Monkeys have a long and storied history of mischievous behavior. Curious George, Bonzo, that Nazi monkey from Raiders of the Lost Ark, and, more recently, some crested black macaque in Indonesia who grabbed photographer David Slater's camera and started shooting #selfies in the jungle. When the photos were first released in 2011, they attracted a level of global attention that should make us all ashamed. The (admittedly very cute) monkey's doofy grin was plastered on what seemed like every website in the world and even made the rounds on a number of national news programs. David Slater was happy. Presumably, he was making a lot of money off of that monkey and its impressive ability to capture the essence of what it was to be alive and a monkey in the Indonesian Jungle in 2011. Life was good.
But then Wikimedia, parent company of Wikipedia, uploaded the pictures to their library of public domain images, complete with a link to download hi-res files of the photos. The images have been uploaded and removed by different editors after Slater complained several times over the years, but he has finally decided to take legal action. "If the monkey took it, it owns copyright, not me, that's their basic argument. What they don't realize is that it needs a court to decide that," Slater told the Telegraph.
That's actually a pretty succinct explanation of Wikimedia's position. On the images' discussion page one of the editors who uploaded the photos wrote that "This image was shot by a monkey who picked up a camera that a photographer had dropped" and was therefore not eligible for copyright. Most of the written accounts of the event seem to support the claim that the camera was "dropped" or "hijacked" by the monkeys. When the Telegraph wrote about the story three years ago, they said that "the crested black macaque hijacked the camera and started snapping away sending award-winning photographer David Slater bananas." But yesterday, in a new video uploaded to that same publication's website, Slater said "I wanted that one shot full in the face [...] but it wasn't going to happen, not unless they took the photograph themselves. And I did that by setting it up on a tripod with a cable release, walking a few meters away, allow them to come in, watch their own reflections, play with the camera, play with the cable release, and bingo, they took their own shots."
Is the photographer inflating his role in the photos, or did the monkey take the glamor shots on his own, without any prompting from thehuman? Does it even matter? Does Slater own the copyright, or is a photo taken by an animal in the public domain? For that matter, is a painting by an animal in the public domain? We asked a lawyer.
Anonymous Lawyer: Generally true. The creator of a photograph is usually the owner of the copyright in the photograph, unless there is a contractual relationship that assigns that copyright to a third party. For example, an employee can assign his/her photograph to an employer via an employment agreement in a "work for hire" scenario.
David Slater has said that "A monkey pressed the button, but I did all the setting up," which is like arguing that photographer's assistants should be able to claim ownership over all the images they helped create. Does that argument hold water?
Typically the person who pushed the button owns the copyright, absent any contractual relationship that may assign the copyright to a third party. Slater's argument is probably more contingent on whether animals can own the copyright in a photograph under copyright law.

Items from a labeling collection:
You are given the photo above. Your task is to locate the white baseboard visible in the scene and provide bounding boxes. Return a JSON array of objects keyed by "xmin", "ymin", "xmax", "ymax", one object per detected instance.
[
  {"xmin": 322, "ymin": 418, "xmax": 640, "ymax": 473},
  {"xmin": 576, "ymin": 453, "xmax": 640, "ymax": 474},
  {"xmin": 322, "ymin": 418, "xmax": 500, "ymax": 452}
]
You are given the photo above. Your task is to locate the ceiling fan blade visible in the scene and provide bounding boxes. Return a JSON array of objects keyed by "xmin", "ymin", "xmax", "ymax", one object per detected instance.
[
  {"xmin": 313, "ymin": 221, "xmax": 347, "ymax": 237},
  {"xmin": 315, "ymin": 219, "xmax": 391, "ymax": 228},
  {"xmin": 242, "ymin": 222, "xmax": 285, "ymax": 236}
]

§ **GIVEN PROBLEM 1**:
According to the monkey selfie article, in what year were the photos first released?
§ **GIVEN PROBLEM 2**:
Which monkeys does the monkey selfie article name as examples of mischievous behavior? List every one.
§ **GIVEN PROBLEM 3**:
Quote the passage of the monkey selfie article that opens with the words containing "Typically the person" and closes with "under copyright law.".
Answer using only the monkey selfie article.

§ **RESULT 1**:
2011

§ **RESULT 2**:
Curious George; Bonzo; the Nazi monkey from Raiders of the Lost Ark; the crested black macaque in Indonesia that grabbed David Slater's camera and shot selfies

§ **RESULT 3**:
Typically the person who pushed the button owns the copyright, absent any contractual relationship that may assign the copyright to a third party. Slater's argument is probably more contingent on whether animals can own the copyright in a photograph under copyright law.